▸ Page extract
· · · · · · ·

To deter further Enron-type breakdowns in board oversight, public companies need to consider four innovations:
Expanding their cohort of directors to include retired executives and entrepreneurs, independent of age, who have the time to serve as truly focused directors;
Increasing the level of director compensation to keep attractive directors and candidate directors from drifting to the profitable world of private equity or other less risky assignments;
Requiring that a different degree of directors' wealth be at risk through meaningful investments in company shares to ensure they have interests totally aligned with those of shareholders;
Completely separating the role of CEO and board chairman.
This last innovation is the most important one. It is simply contrary to human nature to expect total objectivity from a CEO regarding his or her performance. One cannot expect a CEO in the role of chairman to prepare the board to evaluate lapses and failures on his or her part, or on the part of his or her management.
Today, a full 94% of the Standard & Poor's 500-stock index companies now have nonexecutive chairs or "lead" directors that coordinate the work of all independent directors, up from 36% in 2003. But the lead director solution is not adequate. Without a truly independent board chair who controls the recruitment and tenure of directors, sets the board's agenda, selects the information that flows to the board, and oversees the process of evaluating CEO performance, directors will be unable to shift the power environment of the board so that they no longer see themselves as employees of the chairman and CEO.

· · · · · · ·

▸ Stored data
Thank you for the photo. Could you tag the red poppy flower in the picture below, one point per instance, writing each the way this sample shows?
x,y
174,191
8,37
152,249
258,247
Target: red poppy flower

· · · · · · ·

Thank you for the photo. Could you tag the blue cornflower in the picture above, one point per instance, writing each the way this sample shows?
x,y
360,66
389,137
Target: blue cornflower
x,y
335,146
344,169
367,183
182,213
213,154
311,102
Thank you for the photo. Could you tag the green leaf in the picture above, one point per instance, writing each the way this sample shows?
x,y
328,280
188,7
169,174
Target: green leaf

· · · · · · ·

▸ What the task asks
From the board oversight passage above, return the span that begins at the words "Today, a full" and stops after "chairman and CEO.", copied word for word.

▸ Solution for this task
Today, a full 94% of the Standard & Poor's 500-stock index companies now have nonexecutive chairs or "lead" directors that coordinate the work of all independent directors, up from 36% in 2003. But the lead director solution is not adequate. Without a truly independent board chair who controls the recruitment and tenure of directors, sets the board's agenda, selects the information that flows to the board, and oversees the process of evaluating CEO performance, directors will be unable to shift the power environment of the board so that they no longer see themselves as employees of the chairman and CEO.